§ Exercise text:

[Start of Attachment]

The presidency circulated Council document 16153/25 on 28 November to the European Commission and the capitals of European countries. What it did not plan was for the document to leak on December 2nd to Euractiv. Now available for all to see, the text reveals a last-minute change to the Tobacco Excise Directive for the worse. The focus is on taxation of volume rather than quality for alternative nicotine products. In particular, the minimum tax on heated tobacco is set to more than double, from €155 to €360 per kilogram. Another concession to NGOs hostile to tobacco harm reduction is a very high mandatory minimum of 55% of the retail price, putting the taxation of heated tobacco in line with that of cigarettes.

[End of Attachment]

§ Supplied entries:
[Start of Attachment]

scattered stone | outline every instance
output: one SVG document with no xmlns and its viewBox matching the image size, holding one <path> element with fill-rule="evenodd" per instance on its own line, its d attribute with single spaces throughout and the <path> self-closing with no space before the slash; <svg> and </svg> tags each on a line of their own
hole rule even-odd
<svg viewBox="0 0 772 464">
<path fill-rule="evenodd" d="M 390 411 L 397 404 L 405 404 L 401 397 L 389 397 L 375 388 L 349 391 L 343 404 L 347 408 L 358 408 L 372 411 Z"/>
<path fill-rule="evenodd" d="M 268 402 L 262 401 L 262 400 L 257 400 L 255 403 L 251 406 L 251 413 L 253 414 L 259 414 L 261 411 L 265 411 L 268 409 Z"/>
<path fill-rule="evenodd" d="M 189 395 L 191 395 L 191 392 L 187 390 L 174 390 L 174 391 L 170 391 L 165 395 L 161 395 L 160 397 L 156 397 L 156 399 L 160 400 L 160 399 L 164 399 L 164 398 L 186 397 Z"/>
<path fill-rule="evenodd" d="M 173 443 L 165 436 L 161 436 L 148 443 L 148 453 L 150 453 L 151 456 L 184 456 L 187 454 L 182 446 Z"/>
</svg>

[End of Attachment]

§ Work instruction 1:
Transcribe the stretch of the tobacco excise passage from "The presidency circulated" through "that of cigarettes.".
§ Work instruction 2:
According to the tobacco excise passage, what would the minimum tax on heated tobacco rise to per kilogram?
§ Work instruction 3:
Write the next part of the tobacco excise passage, picking up after its final sentence.

§ Expected answer 1:
The presidency circulated Council document 16153/25 on 28 November to the European Commission and the capitals of European countries. What it did not plan was for the document to leak on December 2nd to Euractiv. Now available for all to see, the text reveals a last-minute change to the Tobacco Excise Directive for the worse. The focus is on taxation of volume rather than quality for alternative nicotine products. In particular, the minimum tax on heated tobacco is set to more than double, from €155 to €360 per kilogram. Another concession to NGOs hostile to tobacco harm reduction is a very high mandatory minimum of 55% of the retail price, putting the taxation of heated tobacco in line with that of cigarettes.

§ Expected answer 2:
€360 per kilogram.

§ Expected answer 3:
Such false equivalence does not stand up to scrutiny. We know from available research that heated tobacco is orders of magnitude less harmful than conventional tobacco smoking simply due to biomechanics: heating, rather than lighting up, results in far lower levels of toxic substances. In fact, the most thorough toxicological assessments have found that heated tobacco products release up to 99.8% fewer emissions of the poisonous and harmful chemicals associated with traditional options (like styrene, toluene, benzene, isoprene, and 1,3-butadiene).
It is not just a technical point, since sabotaging harm reduction will leave millions of smokers in Europe worse off. Consumers use heated tobacco products primarily as a substitute to try to quit smoking. As such, any rise in the price of heated tobacco products will result in fewer individuals buying them in favor of more cigarettes. At best, then, any attempt to supposedly “level the tax playing field” will sink health outcomes, pushing those initially willing to stop back into smoking. At worst, cheaper substitutes on the black market will suddenly look tempting, although they are untested, unstable, and dangerous.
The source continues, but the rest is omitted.